EXERCISE: Which of the lines in the records below hold the string "lamp"? Copy every one of them.

□ □ □ □ □ □ □

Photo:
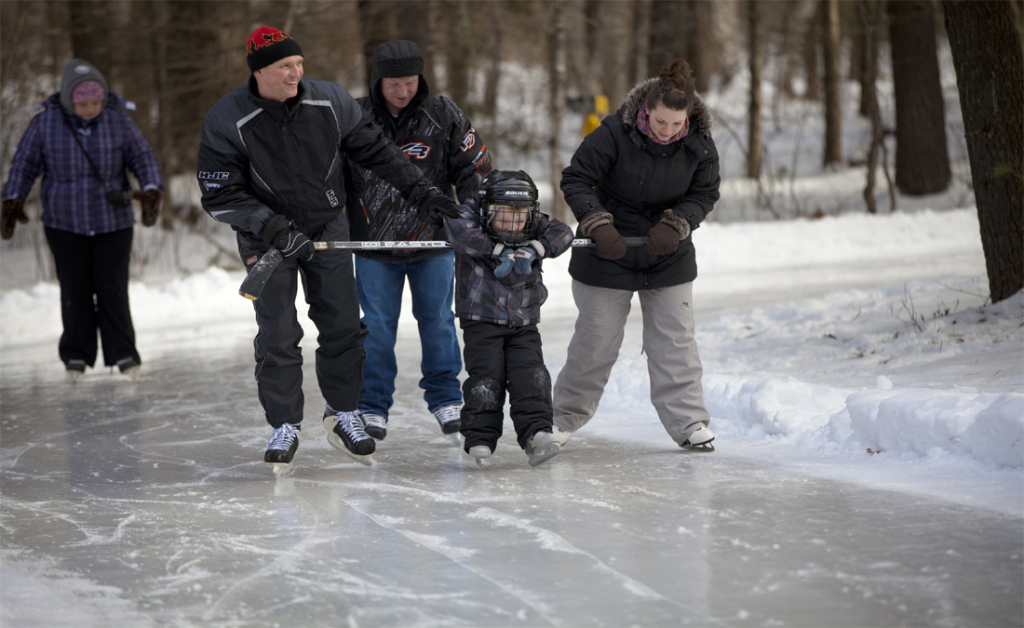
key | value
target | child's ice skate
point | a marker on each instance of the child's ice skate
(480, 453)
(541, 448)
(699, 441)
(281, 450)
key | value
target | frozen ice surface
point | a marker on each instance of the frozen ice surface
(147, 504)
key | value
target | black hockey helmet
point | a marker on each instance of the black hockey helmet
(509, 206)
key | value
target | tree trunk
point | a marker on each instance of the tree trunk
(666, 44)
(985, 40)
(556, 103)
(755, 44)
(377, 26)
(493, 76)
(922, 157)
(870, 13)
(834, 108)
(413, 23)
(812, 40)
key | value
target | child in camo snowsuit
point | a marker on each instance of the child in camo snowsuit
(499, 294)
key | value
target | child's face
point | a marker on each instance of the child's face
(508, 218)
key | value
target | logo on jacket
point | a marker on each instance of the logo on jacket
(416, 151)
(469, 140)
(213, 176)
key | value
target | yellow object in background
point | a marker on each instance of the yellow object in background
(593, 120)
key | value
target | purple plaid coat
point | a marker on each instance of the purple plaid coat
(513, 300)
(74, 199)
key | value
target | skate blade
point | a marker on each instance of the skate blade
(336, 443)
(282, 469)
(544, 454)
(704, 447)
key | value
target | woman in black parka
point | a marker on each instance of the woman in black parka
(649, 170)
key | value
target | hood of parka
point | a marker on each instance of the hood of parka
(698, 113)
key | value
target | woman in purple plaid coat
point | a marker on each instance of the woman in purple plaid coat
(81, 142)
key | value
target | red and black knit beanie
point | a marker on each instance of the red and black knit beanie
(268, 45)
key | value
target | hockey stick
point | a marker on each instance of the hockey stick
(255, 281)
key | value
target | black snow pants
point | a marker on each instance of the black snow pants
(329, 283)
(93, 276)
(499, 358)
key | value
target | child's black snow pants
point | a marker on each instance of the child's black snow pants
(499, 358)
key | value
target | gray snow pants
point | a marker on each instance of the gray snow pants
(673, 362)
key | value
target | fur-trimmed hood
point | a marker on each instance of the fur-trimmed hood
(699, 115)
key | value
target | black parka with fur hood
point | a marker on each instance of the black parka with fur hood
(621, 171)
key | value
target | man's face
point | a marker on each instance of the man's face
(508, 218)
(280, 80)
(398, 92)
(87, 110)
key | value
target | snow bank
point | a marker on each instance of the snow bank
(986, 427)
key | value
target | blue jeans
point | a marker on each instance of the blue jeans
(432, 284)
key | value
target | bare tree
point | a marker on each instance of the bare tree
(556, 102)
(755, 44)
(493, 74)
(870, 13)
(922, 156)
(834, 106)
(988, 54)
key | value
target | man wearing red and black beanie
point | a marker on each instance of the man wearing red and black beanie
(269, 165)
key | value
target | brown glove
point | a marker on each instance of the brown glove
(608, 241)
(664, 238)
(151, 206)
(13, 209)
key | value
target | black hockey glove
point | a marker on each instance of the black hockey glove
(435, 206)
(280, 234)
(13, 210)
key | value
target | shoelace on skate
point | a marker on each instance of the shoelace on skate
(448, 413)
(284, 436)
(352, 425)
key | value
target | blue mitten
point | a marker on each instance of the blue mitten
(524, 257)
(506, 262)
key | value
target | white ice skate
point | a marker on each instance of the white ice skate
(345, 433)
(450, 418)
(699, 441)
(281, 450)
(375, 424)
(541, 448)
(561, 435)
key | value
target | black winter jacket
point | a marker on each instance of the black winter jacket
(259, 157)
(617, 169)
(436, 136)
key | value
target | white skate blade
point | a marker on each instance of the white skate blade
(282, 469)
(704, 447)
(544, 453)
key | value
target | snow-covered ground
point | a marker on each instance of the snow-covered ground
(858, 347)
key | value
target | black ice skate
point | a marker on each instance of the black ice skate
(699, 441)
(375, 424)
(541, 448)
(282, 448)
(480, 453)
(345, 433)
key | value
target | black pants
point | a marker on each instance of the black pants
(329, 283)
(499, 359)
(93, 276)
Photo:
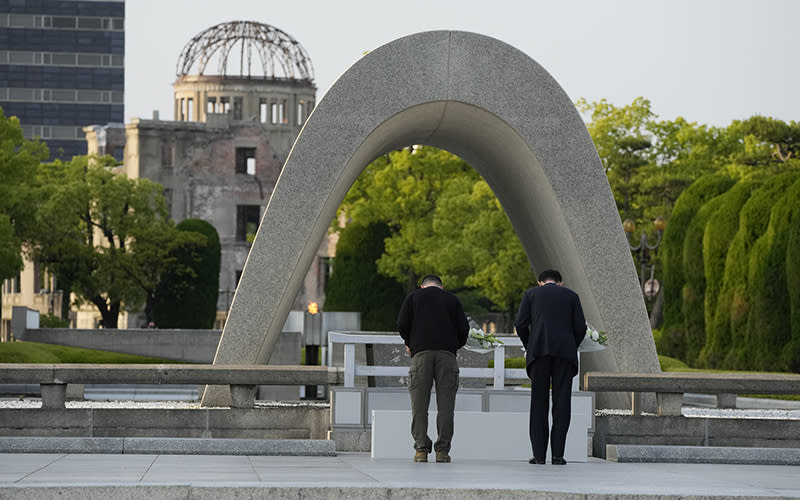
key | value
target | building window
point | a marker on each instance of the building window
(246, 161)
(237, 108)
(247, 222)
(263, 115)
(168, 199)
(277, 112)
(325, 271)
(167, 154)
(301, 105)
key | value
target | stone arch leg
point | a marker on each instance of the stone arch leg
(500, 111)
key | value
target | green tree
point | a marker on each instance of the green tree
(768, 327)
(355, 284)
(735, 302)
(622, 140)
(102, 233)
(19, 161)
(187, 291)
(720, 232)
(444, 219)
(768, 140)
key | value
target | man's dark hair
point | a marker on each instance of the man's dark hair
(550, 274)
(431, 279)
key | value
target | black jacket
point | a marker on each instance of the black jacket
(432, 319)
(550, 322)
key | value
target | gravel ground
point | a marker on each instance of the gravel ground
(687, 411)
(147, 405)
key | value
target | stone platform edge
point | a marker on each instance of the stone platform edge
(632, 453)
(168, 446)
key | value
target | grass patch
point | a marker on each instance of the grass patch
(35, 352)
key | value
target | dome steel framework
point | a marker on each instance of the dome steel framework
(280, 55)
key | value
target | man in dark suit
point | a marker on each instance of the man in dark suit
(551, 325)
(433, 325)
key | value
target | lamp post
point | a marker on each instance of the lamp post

□ □ □ □ □ □ □

EXPECTED ANSWER:
target | lamp post
point | a marker on each instance of the lamp post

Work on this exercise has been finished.